#### WHAT IS REQUIRED:
Could you transcribe every record below exactly as written, leaving out any pictures?

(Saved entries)
────────────────────────────────────────
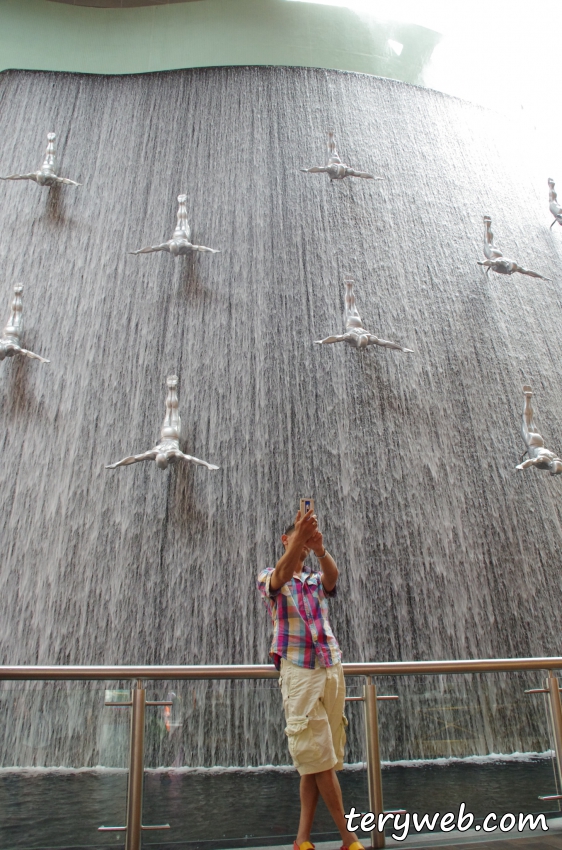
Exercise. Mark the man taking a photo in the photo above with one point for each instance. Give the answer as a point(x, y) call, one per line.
point(307, 654)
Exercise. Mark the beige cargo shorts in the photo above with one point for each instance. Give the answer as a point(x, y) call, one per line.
point(314, 702)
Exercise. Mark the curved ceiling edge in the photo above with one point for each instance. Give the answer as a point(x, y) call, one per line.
point(55, 35)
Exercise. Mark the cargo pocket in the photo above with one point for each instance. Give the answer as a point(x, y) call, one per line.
point(340, 738)
point(303, 745)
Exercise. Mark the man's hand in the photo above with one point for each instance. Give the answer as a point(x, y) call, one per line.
point(305, 528)
point(315, 543)
point(297, 545)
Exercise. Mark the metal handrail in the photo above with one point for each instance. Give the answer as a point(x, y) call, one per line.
point(268, 671)
point(134, 827)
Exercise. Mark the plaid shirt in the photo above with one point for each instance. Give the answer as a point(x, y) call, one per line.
point(301, 630)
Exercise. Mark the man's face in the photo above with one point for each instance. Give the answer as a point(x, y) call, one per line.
point(285, 540)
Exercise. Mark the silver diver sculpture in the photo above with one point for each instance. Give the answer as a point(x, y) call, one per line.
point(168, 449)
point(495, 259)
point(355, 334)
point(46, 175)
point(538, 455)
point(180, 243)
point(10, 341)
point(554, 206)
point(336, 169)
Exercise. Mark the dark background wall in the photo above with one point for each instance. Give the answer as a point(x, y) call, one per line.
point(444, 549)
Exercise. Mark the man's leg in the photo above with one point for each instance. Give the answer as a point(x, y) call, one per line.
point(329, 787)
point(309, 799)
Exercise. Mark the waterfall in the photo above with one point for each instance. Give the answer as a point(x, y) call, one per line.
point(445, 551)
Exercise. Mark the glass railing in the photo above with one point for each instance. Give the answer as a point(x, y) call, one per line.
point(194, 756)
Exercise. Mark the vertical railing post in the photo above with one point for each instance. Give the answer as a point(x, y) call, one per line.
point(553, 688)
point(373, 760)
point(136, 769)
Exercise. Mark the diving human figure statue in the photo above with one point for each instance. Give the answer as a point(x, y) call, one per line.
point(46, 176)
point(355, 334)
point(168, 449)
point(554, 206)
point(495, 259)
point(336, 169)
point(180, 243)
point(10, 341)
point(538, 455)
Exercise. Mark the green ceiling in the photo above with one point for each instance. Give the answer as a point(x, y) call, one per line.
point(58, 36)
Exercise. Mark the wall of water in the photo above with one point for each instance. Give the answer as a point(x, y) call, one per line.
point(444, 549)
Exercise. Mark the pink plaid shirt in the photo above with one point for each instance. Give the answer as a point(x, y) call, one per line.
point(301, 629)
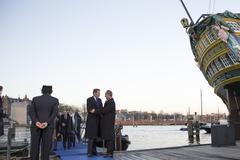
────────────────────────────────────────
#### RESULT OF THE TASK:
Exercise. Mark the man taking a photo in the photo above with one point for each instance. Give the answer as a point(x, y) call, one per line.
point(307, 654)
Exercise. Mark the beige cargo shorts in the photo above with one point for each instance. Give the answer as a point(x, y) call, one per line.
point(314, 702)
Exercise. Mark the curved ceiling edge in the photo above with one point for each instance. Give the answer as a point(x, y) call, one per line.
point(55, 35)
Exercise. Mark the cargo pocket in the photo above with one point for each instance. Give the answer as a point(x, y) call, one per line.
point(340, 738)
point(303, 745)
Exercise. Mark the man's hand in the photo above with one point for each instance. Give the answer as a point(x, y) call, one per line.
point(305, 528)
point(315, 543)
point(297, 545)
Exercise. Mark the metal handrail in the photo above with one point for each instance. Give the answer as a point(x, y) call, one per line.
point(268, 671)
point(134, 827)
Exercise. Mark the plaid shirt in the photo above with one point for each instance. Give the answer as a point(x, y) call, one per line.
point(301, 630)
Exercise. Mark the man's face in the photo above with one point for each instance. Give the answer as a point(x, y) call, one per line.
point(285, 540)
Exercise. Mark the silver diver sculpture in the photo above with one point for each instance. Give the answer as a point(x, y) call, one per line.
point(168, 449)
point(495, 259)
point(355, 334)
point(46, 175)
point(538, 455)
point(180, 243)
point(10, 341)
point(554, 206)
point(336, 169)
Exercise. Mark the dark background wall in the photo above with one point for each instance. Give the answer as a point(x, y) call, one per line.
point(444, 549)
Exercise. Mark the man's leg in the photo above with one point for each instance. Give the answer as a point(x, y) call, one per line.
point(329, 787)
point(309, 799)
Exercise. Mark the waterfall in the photo above with one point for each instance. Give the answer as a point(x, y) call, one per line.
point(445, 551)
Exercise. Mark the glass railing in the photo above with one point for each instance. Give the answer as a point(x, y) call, one per line.
point(194, 756)
Exercise. Mark the vertical railing post in the photo above with one point for each instance. Give the answer as a point(x, y) call, one per line.
point(553, 688)
point(373, 760)
point(136, 769)
Exercise. Mark the diving human figure statue in the photo above with one point for each instance. Give the answer as a point(x, y) call, one per line.
point(46, 176)
point(355, 334)
point(168, 449)
point(554, 206)
point(495, 259)
point(336, 169)
point(180, 243)
point(10, 341)
point(538, 455)
Exercise. Mark the green ceiling in the photo above with one point for each instance. Give the answer as a point(x, y) call, one per line.
point(58, 36)
Exercise. Mark the wall of water in the photo above with one point for each instance. Give the answer as a point(x, y) call, one per line.
point(444, 549)
Exercise. Mark the pink plaid shirt in the photo above with one point for each instance. Give the answer as a point(x, y) call, one per line.
point(301, 629)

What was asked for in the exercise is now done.